Excerpts from a location annotation dataset »
++++

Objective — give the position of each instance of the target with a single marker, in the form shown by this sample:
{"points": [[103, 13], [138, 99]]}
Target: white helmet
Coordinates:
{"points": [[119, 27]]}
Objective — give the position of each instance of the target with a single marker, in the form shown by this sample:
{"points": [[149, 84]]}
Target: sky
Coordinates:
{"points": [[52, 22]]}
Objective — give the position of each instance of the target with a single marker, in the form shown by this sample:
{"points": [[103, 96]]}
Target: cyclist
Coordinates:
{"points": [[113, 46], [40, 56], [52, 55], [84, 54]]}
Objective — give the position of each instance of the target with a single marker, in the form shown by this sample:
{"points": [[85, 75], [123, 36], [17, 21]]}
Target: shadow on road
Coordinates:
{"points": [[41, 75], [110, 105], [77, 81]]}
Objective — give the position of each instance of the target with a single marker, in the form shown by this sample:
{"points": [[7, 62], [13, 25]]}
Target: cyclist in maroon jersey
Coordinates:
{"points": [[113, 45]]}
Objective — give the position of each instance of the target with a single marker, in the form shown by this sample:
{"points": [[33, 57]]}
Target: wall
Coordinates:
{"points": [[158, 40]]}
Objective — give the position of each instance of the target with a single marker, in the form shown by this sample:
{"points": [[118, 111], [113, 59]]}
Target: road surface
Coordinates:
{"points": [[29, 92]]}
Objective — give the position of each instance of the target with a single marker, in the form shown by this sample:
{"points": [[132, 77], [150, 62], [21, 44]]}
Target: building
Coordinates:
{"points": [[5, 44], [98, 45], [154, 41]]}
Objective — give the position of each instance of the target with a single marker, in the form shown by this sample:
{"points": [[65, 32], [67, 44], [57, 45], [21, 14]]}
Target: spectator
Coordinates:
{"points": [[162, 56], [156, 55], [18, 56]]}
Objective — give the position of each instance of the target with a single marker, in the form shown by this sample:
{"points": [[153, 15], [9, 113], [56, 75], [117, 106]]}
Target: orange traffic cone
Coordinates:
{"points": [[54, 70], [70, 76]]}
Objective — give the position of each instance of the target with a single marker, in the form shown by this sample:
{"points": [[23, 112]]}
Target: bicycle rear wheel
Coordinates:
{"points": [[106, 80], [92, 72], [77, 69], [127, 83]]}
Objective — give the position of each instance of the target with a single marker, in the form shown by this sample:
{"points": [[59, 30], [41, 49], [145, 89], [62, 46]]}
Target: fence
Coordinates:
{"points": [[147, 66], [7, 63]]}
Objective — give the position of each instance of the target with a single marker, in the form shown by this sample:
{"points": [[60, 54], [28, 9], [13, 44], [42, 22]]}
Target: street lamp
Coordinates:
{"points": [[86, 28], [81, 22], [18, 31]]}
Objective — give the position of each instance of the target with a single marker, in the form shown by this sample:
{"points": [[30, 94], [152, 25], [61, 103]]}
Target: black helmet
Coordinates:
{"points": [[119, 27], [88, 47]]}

++++

WRITTEN EXERCISE » State the number of lines in the records that contain the word "helmet". Reply with the number alone.

TASK SOLUTION » 2